── DOCUMENT EXCERPT ──

Cercospora arachidicola

Scientific classification
- Kingdom: Fungi
- Division: Ascomycota
- Class: Dothideomycetes
- Order: Capnodiales
- Family: Mycosphaerellaceae
- Genus: Cercospora
- Species: C. arachidicola
- Binomial name: Cercospora arachidicola Hori, (1917)
- Synonyms: Passalora arachidicola

= Cercospora arachidicola =

- Genus: Cercospora
- Species: arachidicola
- Authority: Hori, (1917)
- Synonyms: Passalora arachidicola

Species of fungus

Cercospora arachidicola is a fungal ascomycete plant pathogen that causes early leaf spot of peanut. Peanuts (Arachis hypogaea) originated in South America and are cultivated globally in warm, temperate and tropical regions.

All cultivars of peanuts are equally susceptible to peanut fungal pathogens; however, C. arachidicola is an economically important peanut pathogen and is responsible for significant economic losses in the peanut industry, more specifically in the Southeastern, Eastern, and the Southwestern United States. Early leaf spot of peanut can drastically reduce yields, leading to economic downturn of the peanut crop economy. Annual crop losses in the United States range anywhere from less than 1% to greater than 50% depending on disease management and treatment.

───
── RECORDS ──

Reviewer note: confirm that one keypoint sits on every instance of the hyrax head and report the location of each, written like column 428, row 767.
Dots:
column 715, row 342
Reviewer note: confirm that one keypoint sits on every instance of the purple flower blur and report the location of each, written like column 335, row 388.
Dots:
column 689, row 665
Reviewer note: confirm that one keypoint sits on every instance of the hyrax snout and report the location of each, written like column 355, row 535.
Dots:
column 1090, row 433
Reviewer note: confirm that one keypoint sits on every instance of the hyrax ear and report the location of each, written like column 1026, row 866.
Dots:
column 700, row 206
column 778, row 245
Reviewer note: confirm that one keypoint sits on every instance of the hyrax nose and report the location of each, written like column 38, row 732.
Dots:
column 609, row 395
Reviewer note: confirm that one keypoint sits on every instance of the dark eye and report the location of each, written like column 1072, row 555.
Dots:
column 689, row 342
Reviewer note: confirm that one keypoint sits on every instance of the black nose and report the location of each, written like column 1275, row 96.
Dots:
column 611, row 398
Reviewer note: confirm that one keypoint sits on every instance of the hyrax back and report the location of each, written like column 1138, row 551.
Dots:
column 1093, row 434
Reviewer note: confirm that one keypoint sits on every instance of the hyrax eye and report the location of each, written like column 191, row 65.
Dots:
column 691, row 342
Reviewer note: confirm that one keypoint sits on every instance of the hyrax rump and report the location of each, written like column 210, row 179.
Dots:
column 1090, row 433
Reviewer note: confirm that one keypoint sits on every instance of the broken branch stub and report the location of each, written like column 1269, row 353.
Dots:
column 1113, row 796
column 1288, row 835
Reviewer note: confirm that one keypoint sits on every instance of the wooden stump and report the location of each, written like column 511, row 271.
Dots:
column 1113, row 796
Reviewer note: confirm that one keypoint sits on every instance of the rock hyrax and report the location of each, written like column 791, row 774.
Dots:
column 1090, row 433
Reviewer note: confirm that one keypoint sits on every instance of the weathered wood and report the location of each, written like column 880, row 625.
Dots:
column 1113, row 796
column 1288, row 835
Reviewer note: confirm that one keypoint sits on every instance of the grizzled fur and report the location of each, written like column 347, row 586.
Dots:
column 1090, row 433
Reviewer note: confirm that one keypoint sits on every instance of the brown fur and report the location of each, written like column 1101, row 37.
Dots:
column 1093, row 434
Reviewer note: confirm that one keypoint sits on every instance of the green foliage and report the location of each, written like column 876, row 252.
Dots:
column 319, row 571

───

__WHAT THIS EXERCISE ASKS__
**A)** Answer these from the Cercospora arachidicola text:
(i) Which family is the fungus placed in?
(ii) Where did peanuts originate?
(iii) What range do annual crop losses in the United States span?
**B)** Carry on the Cercospora arachidicola text from its final sentence.

__RESULTS FOR THE EXERCISE__
**A)**
(i) Mycosphaerellaceae
(ii) South America
(iii) From less than 1% to greater than 50%, depending on disease management and treatment

**B)**
==Host and symptoms==
Cercospora arachidicola only infects peanut plants, causing symptoms of brown lesions with chlorotic rings on the stems, leaves, and petioles. The first macroscopic symptoms usually appear on the adaxial surface of the lower leaves about 30 to 50 days after planting. Further damage can lead to premature defoliation and even yield loss. Signs include tufts of silvery, hair-like spores on lesions during humid weather.

==Disease cycle==
Cercospora arachidicola (the anamorph stage) survives as stroma or mycelium in crop residue. Primary infection usually occurs after a period of rain, where the leaf is continually wet, and the pathogen thrives in areas of high relative humidity and moderate temperature (25-30 °C).

The anamorph stage is dominant due to the fact that ascospores produced in pseudothecia, which is embedded in plant tissue, during the teleomorph stage, (Mycosphaerella arachidis) are not often produced in nature. Conidia are the most important primary source of inoculum, and are produced on stromatic tissue of the adaxial leaf surface, infecting the leaves of the peanut plants. Conidia also act as the secondary inoculum, and continue to infect aboveground parts of the plant throughout the growing season. Wind, irrigation water, splashing rain, and insects have been found to aide in spore dispersal of the conidia.

==Management==
Early leaf spot of peanut can be treated through the use of fungicides applied at the very early pod stage, and applied every two weeks thereafter. After analyzing the incidence and severity of the disease, strip-tillage techniques have also proven to be effective in delaying an epidemic by reducing the amount of initial infection. Furthermore, the delay in disease caused by the strip-tillage technique proposes that initial application of fungicides for use in disease management may be delayed without having negative effects on the treatment of early leaf spot of peanut.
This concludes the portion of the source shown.